● TEXTAUSZUG
--------------------------------------------------

Die langersehnte Fortsetzung des unglaublichen Roadtrips durch die USA…
Nach einer siebenstündigen Autofahrt von Pagosa Springs waren wir endlich in Sedona angekommen. Auch das war ein Ort, in den ich mich schon einige Jahre vorher verliebte, es war dieses besondere Rot in den Bergen, dieser besondere Anblick einer mir bis dahin vollkommen unerschlossenen Landschaft. Jetzt waren wir hier und schon die letzten Meter bis zum bis dahin teuersten Airbnb (Walt Disney soll hier einen Film gedreht haben!) fühlten sich wie ein echtes Abenteuer an, es ging bergauf und bergab, durch dichte Wälder und zwischen immer höher werdenden sonderbaren Bergformationen entlang.
Die lange Autofahrt schlauchte. Es gelang uns nur noch, das lokale Toprestaurant aufzusuchen und einen Haufen Nudeln zu verschlingen, wobei der Kellner eine solche Ruhe und Gelassenheit ausstrahlte, die wohl nur ein echter Ureinwohner Sedonas hervorbringen konnte; ein cooler Typ! Also nahm ich mir insgeheim vor, später mal ein Kellner wie er zu werden, als wäre ich acht Jahre alt und vor mir Stünde der Beste seiner Art. Ein klavierspielender Autor, der abends im angesagten Nudelrestaurant vollwertige Bionudeln in cremiger Weißweinsoße mit einer Gelassenheit serviert, die jeden Mönch alt aussehen lässt. Geil, meine Zukunft stand fest.

--------------------------------------------------

● EINGABEDATEN

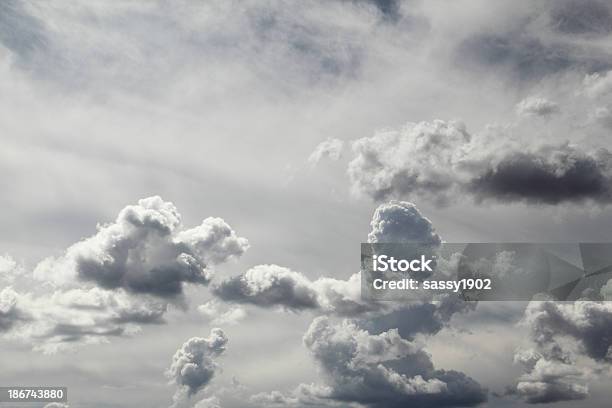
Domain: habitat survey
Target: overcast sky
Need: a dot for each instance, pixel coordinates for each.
(170, 168)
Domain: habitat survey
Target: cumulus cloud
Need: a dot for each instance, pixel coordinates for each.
(598, 84)
(193, 365)
(9, 313)
(277, 286)
(330, 149)
(443, 162)
(211, 402)
(549, 381)
(536, 106)
(219, 314)
(561, 332)
(145, 251)
(382, 370)
(401, 222)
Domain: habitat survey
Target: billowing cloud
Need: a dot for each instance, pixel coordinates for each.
(9, 269)
(561, 332)
(145, 251)
(211, 402)
(123, 277)
(549, 175)
(401, 222)
(9, 313)
(536, 106)
(548, 380)
(441, 161)
(276, 286)
(382, 370)
(581, 17)
(269, 285)
(193, 365)
(329, 149)
(220, 315)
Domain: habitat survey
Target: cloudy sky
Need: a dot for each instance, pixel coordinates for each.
(186, 185)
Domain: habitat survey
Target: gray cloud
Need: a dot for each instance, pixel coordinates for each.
(560, 332)
(211, 402)
(9, 313)
(581, 17)
(193, 365)
(537, 106)
(79, 316)
(549, 175)
(144, 251)
(330, 148)
(442, 162)
(277, 286)
(401, 222)
(382, 370)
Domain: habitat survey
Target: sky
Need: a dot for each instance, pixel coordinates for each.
(186, 185)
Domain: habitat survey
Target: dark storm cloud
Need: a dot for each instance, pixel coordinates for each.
(270, 286)
(548, 176)
(440, 161)
(401, 222)
(193, 365)
(581, 17)
(276, 286)
(146, 251)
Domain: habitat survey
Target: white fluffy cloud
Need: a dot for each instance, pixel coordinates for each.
(123, 277)
(67, 318)
(220, 314)
(145, 251)
(382, 370)
(273, 285)
(194, 366)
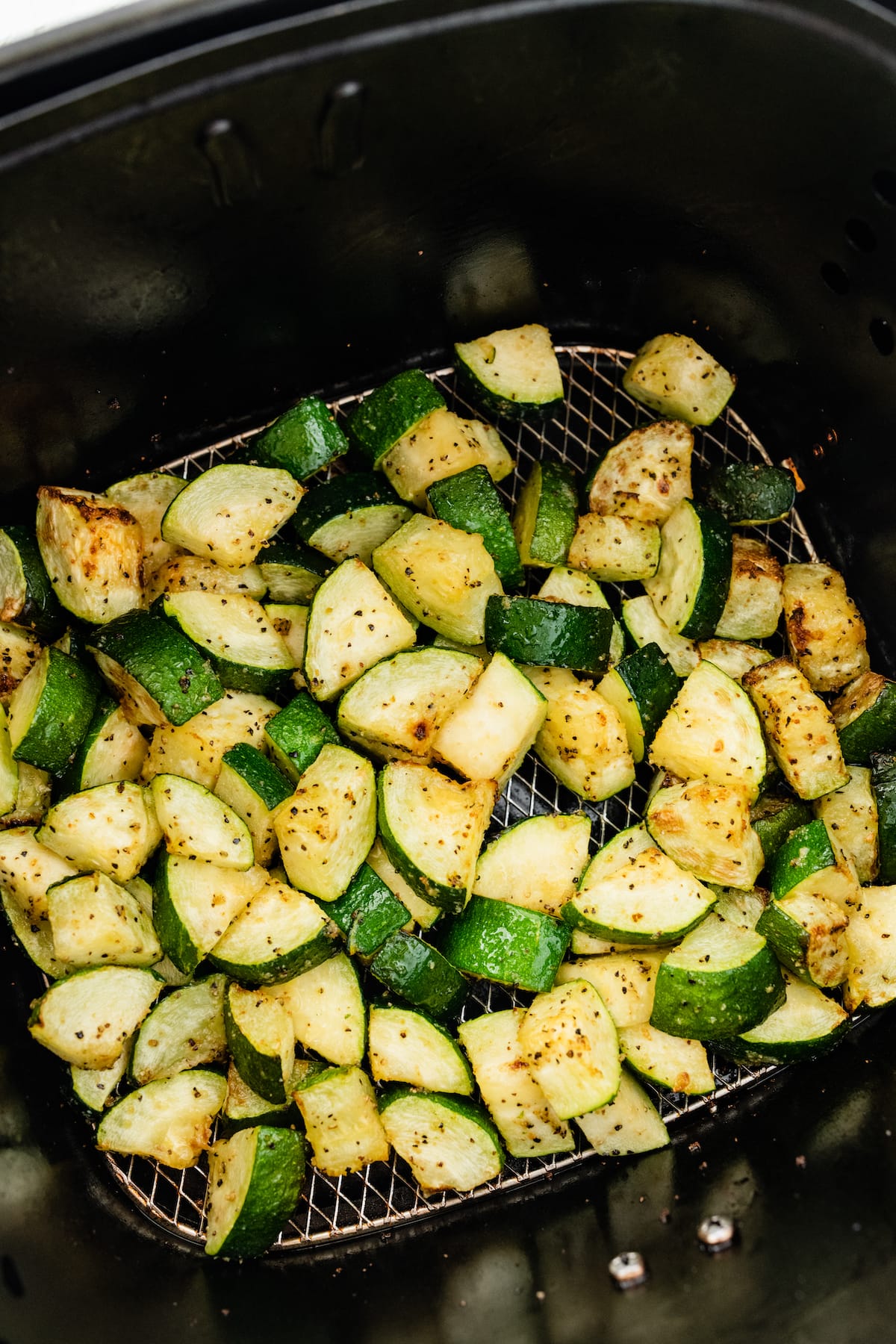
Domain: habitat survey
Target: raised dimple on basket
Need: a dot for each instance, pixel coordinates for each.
(597, 411)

--------------------------------------------------

● ARBEITSANWEISUNGEN
**a)** Nenne alle geografischen Namen, die im Reisebericht vorkommen.
**b)** Liste bitte jede Zeile der Datensätze auf, die das Wort „Target“ enthält. Groß- und Kleinschreibung ist dabei zu beachten.

● LÖSUNGEN
**a)** USA, Pagosa Springs, Sedona

**b)**
Target: overcast sky
Target: cumulus cloud
Target: billowing cloud
Target: cloudy sky
Target: gray cloud
Target: sky
Target: dark storm cloud
Target: white fluffy cloud
Target: raised dimple on basket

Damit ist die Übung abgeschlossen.